# Task to complete
What follows is a block of records; restate each one word for word.

# Records for the exercise

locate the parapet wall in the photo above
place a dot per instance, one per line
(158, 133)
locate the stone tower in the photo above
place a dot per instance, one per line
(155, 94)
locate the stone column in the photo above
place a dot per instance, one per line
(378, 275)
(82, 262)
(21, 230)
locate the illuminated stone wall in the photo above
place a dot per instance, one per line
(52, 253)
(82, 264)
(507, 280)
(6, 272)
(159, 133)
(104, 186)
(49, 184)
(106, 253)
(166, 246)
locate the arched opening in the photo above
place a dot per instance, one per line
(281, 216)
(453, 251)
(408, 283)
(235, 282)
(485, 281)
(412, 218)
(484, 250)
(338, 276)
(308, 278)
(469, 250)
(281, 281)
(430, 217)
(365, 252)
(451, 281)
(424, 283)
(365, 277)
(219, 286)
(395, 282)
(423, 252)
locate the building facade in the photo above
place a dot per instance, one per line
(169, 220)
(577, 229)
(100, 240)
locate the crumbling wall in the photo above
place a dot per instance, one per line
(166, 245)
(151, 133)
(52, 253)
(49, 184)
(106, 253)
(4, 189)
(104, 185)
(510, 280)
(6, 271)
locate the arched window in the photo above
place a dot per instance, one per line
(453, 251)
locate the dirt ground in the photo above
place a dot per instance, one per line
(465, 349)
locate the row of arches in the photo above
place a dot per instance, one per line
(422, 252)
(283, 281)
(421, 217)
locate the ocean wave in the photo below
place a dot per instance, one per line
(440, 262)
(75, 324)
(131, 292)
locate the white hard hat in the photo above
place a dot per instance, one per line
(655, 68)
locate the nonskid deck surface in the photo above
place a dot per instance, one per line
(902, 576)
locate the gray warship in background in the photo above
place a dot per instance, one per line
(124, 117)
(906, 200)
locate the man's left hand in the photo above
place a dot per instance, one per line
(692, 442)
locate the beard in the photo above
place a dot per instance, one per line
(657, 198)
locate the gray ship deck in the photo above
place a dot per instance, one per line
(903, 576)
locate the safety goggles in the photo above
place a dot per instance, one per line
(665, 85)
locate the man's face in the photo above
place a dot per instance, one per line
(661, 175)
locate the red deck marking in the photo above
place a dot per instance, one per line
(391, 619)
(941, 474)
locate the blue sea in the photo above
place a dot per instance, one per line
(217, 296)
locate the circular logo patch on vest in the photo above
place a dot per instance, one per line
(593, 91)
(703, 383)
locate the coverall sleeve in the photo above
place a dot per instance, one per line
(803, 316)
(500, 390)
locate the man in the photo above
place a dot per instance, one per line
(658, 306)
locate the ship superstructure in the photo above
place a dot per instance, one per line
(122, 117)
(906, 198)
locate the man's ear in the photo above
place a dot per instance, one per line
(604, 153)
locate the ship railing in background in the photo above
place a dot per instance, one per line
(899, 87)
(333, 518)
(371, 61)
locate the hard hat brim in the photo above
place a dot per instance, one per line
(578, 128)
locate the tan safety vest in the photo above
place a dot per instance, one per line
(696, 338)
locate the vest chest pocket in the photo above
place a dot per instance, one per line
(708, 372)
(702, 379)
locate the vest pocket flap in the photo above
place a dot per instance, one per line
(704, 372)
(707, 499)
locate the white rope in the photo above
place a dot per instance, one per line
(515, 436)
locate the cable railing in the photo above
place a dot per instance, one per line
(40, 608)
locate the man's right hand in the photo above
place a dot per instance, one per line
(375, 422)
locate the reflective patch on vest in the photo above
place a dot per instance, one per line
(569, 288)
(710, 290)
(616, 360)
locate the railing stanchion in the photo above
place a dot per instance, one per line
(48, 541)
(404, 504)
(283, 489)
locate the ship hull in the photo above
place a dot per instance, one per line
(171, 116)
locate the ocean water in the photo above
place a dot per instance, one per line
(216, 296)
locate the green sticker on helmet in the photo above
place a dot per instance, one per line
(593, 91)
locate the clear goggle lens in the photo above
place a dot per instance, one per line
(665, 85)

# Result of this task
locate the parapet wall in the photo above
place a dot per instance, one per line
(158, 133)
locate the stone tower in the photo above
place a dot per instance, one per line
(155, 94)
locate the stone column in the photo above
place a dot per instance, one per line
(378, 275)
(82, 262)
(21, 230)
locate the illuminated stone wall in the photo above
place a dot per instance, one per line
(52, 253)
(82, 264)
(507, 280)
(6, 272)
(159, 133)
(104, 186)
(49, 184)
(106, 253)
(166, 246)
locate the arched opening in the photo above
place a dot per instance, one per line
(281, 216)
(453, 251)
(408, 283)
(235, 282)
(485, 281)
(412, 218)
(484, 250)
(338, 276)
(308, 278)
(469, 250)
(281, 281)
(430, 217)
(365, 252)
(451, 281)
(424, 283)
(365, 277)
(219, 286)
(395, 282)
(423, 252)
locate the building facade in the photo above
place a dot per instance, one per line
(169, 220)
(577, 229)
(100, 240)
locate the crumbling wall in the photo above
place a dot per instance, one per line
(166, 245)
(151, 133)
(52, 253)
(49, 184)
(106, 253)
(4, 189)
(104, 185)
(510, 280)
(6, 271)
locate the arched window in the photo above
place a dot per instance, one per line
(453, 251)
locate the dirt ground in the photo above
place a dot per instance, one per line
(465, 349)
locate the row of arches in the photo above
place a dot per instance, one per line
(422, 252)
(283, 281)
(421, 217)
locate the ocean wave in the photo below
place a dot per instance, one per line
(440, 262)
(75, 324)
(131, 292)
locate the white hard hat in the photo above
place a dot per instance, one per line
(655, 68)
locate the nonskid deck surface in the photo above
place a dot per instance, one per line
(902, 576)
locate the gray warship in background in the photo above
place a dot per instance, one per line
(124, 117)
(906, 200)
locate the man's left hand in the photo above
place a dot per instance, one per line
(692, 442)
locate the beard in the photo above
place a dot per instance, one per line
(657, 198)
locate the gray ship deck in the photo above
place a dot per instance, one per line
(903, 576)
locate the safety goggles in the photo above
place a dot per instance, one per line
(665, 85)
locate the man's face in the photo above
place a dot per instance, one per line
(661, 175)
locate the red deck marking in the photo above
place a dot per instance, one per line
(391, 619)
(941, 474)
locate the blue sea in the photo above
place a dot per instance, one per line
(217, 296)
locate the circular logo patch on vest in the photo above
place a dot per instance, one per line
(593, 91)
(703, 383)
locate the coverall sleeve in the photo above
place a dot per instance, one per line
(803, 316)
(500, 390)
locate the man in the photo above
place a dot per instance, one per line
(658, 306)
locate the ship superstructure in the photo above
place a dot per instance, one per line
(122, 117)
(906, 198)
locate the man's ear in the photo above
place a dot per instance, one per line
(604, 153)
locate the ship railing in background in the photo above
place a dot per instance, one per line
(899, 87)
(333, 518)
(371, 61)
locate the hard hat brim in the photo above
place a dot per instance, one per line
(578, 128)
locate the tan safety vest in the photo above
place a dot per instance, one per line
(696, 338)
locate the vest chest pocket in the photo above
place a dot per instance, one per line
(708, 372)
(702, 379)
locate the vest pocket flap in the photo above
place a dot per instance, one per line
(704, 372)
(707, 499)
locate the white rope in the photo above
place a dot per instance, one per line
(515, 436)
locate the cable railing in the photo above
place a dot per instance, one per line
(40, 608)
locate the man's right hand in the photo above
place a dot per instance, one per line
(375, 422)
locate the reflective patch on vest in the photo above
place a dot per instance, one per line
(569, 288)
(710, 290)
(616, 360)
locate the railing stanchion in the photo above
place a dot per instance, one per line
(48, 541)
(404, 504)
(283, 489)
locate the ship hull in the photo above
place a dot per instance, one per line
(171, 116)
locate the ocean water in the photo above
place a dot per instance, one per line
(216, 296)
locate the green sticker on helmet in the photo above
place a dot per instance, one per line
(593, 91)
locate the clear goggle lens in the photo above
place a dot per instance, one per line
(665, 85)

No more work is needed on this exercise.